**Quoted text:**
'''
4. On behalf of the respondents Shri Mohan Lal, JDR took us through the impugned order and reiterated the findings therein.

5. We have examined the records of the case and considered the submissions made on behalf of both sides. It is seen that the main questions arising for consideration in this case are whether : (1) The Collector's order holding Chocolate Eclairs as classifiable under Tariff Item 1A(4) on the basis of the Board's Tariff Advice laying down that Chocolate Eclairs and Chocolate Toffees containing about 3.5% of chocolate would be classifiable under Tariff Item 68 is legally sustainable; and (2) In the facts and circumstances of the case, the demand confirmed by the Collector by invoking the extended period in terms of the proviso to Section 11A is sustainable.
'''
**Task A:**
Print the passage from the Chocolate Eclairs classification excerpt, starting with "4. On behalf" and going on through "11A is sustainable.".
**Task B:**
In the Chocolate Eclairs classification excerpt, who spoke on behalf of the respondents?
**Task C:**
Go on with the Chocolate Eclairs classification excerpt from the point where it stops.

**Entries provided:**
'''
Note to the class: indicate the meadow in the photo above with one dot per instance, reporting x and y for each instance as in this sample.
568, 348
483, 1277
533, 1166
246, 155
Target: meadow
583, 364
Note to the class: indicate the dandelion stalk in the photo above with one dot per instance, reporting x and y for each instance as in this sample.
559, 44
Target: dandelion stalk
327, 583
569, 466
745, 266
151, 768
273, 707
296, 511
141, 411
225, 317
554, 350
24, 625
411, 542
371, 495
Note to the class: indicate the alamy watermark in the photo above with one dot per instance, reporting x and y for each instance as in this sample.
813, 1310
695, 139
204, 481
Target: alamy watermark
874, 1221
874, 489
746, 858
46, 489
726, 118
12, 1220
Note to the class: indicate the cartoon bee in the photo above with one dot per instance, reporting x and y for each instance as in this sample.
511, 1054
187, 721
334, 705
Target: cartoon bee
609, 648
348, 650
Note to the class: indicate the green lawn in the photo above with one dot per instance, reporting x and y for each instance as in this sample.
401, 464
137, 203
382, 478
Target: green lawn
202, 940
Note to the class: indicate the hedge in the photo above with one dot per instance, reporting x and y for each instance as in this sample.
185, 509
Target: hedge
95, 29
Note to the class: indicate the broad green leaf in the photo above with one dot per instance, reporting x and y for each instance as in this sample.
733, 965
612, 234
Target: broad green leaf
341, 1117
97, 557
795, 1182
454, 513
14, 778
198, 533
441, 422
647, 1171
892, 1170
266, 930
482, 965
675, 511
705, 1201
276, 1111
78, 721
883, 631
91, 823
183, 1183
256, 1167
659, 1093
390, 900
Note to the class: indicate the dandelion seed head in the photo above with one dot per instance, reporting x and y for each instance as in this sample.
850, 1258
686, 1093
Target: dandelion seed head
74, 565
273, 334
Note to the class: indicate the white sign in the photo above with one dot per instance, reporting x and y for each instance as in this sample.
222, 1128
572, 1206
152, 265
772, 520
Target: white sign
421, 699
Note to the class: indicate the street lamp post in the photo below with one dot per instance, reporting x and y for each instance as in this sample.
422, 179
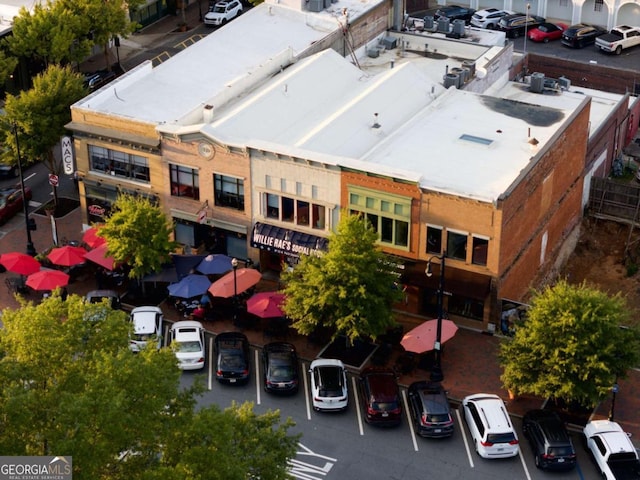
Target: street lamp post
436, 372
234, 264
30, 248
614, 390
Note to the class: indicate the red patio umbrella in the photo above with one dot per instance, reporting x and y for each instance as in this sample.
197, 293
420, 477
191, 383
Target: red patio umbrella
235, 282
67, 256
99, 255
21, 263
422, 338
91, 238
47, 280
266, 304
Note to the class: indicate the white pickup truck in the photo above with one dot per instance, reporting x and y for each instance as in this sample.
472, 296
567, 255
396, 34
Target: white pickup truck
619, 38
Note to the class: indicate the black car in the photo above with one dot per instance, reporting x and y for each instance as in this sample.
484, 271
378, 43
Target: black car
280, 362
515, 25
581, 35
551, 445
380, 397
232, 364
430, 410
455, 12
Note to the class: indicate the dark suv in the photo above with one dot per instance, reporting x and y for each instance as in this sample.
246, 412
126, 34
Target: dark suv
455, 12
430, 410
232, 349
550, 442
380, 397
515, 25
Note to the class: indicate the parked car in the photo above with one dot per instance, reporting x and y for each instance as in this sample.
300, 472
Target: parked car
546, 32
147, 327
232, 364
222, 12
515, 25
490, 427
280, 365
11, 202
430, 410
550, 442
380, 397
489, 17
328, 385
95, 80
612, 450
187, 341
455, 12
581, 35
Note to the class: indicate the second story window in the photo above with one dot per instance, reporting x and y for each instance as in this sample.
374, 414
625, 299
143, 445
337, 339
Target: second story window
184, 182
228, 191
118, 164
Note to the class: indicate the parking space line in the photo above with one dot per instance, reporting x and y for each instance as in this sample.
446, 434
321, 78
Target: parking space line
357, 404
408, 415
524, 465
258, 392
464, 437
306, 389
210, 374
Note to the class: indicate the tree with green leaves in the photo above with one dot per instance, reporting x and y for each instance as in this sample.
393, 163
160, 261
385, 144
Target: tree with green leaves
69, 385
351, 288
37, 117
572, 345
138, 234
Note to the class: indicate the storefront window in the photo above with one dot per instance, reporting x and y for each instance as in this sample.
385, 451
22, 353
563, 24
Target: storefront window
118, 164
184, 182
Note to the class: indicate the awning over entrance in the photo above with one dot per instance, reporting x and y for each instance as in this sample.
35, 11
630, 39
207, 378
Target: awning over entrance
287, 242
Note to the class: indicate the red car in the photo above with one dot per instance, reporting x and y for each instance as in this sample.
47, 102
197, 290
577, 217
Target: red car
546, 32
11, 202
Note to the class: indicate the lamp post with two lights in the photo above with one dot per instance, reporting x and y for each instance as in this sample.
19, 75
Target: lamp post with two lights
436, 371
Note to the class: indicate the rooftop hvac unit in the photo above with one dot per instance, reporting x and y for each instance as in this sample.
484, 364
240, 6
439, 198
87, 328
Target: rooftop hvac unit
443, 25
471, 66
537, 82
452, 80
458, 27
428, 22
315, 5
389, 43
564, 82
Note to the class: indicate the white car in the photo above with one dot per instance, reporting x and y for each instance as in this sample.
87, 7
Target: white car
187, 341
490, 427
328, 385
147, 327
612, 450
222, 12
489, 18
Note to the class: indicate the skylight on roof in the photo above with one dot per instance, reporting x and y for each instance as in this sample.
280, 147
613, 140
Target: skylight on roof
474, 139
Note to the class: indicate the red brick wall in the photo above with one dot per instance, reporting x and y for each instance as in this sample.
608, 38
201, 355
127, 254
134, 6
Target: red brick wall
535, 207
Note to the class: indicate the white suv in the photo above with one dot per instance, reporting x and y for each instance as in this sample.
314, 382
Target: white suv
'''
**Response A:**
4. On behalf of the respondents Shri Mohan Lal, JDR took us through the impugned order and reiterated the findings therein.

5. We have examined the records of the case and considered the submissions made on behalf of both sides. It is seen that the main questions arising for consideration in this case are whether : (1) The Collector's order holding Chocolate Eclairs as classifiable under Tariff Item 1A(4) on the basis of the Board's Tariff Advice laying down that Chocolate Eclairs and Chocolate Toffees containing about 3.5% of chocolate would be classifiable under Tariff Item 68 is legally sustainable; and (2) In the facts and circumstances of the case, the demand confirmed by the Collector by invoking the extended period in terms of the proviso to Section 11A is sustainable.

**Response B:**
Shri Mohan Lal, JDR

**Response C:**
6. For the proper appreciation of rival contentions we consider it desirable to refer to the changes that were made from time to time in Item 1A of the erstwhile Central Excise Tariff. In 1968 when Tariff Item 1A was introduced for the first time, it read as :- " 1A - CONFECTIONERY AND CHOCOLATES IN OR IN RELATION TO THE OF WHICH ANY PROCESS IS ORDINARILY CARRIED ON WITH THE AID OF POWER NAMELY - (1) Boiled sweets, toffees, caramels, candies, nuts pastilles (including almonds) and fruit kernels coated with sweetening agents, and chewing gums.

(2) Chocolates in the form of slabs, tablets, bars, pastilles or croquettes, whether or not containing nuts, fruit kernels or fruits.

Subsequently but before the introduction of the Finance (No. 2) Bill, 1977, T.I. 1A was amended and it read as - "1A - CONFECTIONERY, COCOA POWDER AND CHOCOLATES, IN OR IN RELATION TO THE OF WHICH ANY PROCESS IS ORDINARILY CARRIED ON WITH THE AID OF POWER, NAMELY - (1) Boiled sweets, Toffees, Caramels, Candies, Nuts (including almonds) and fruit kernels coated with sweetening agent, and chewing gums.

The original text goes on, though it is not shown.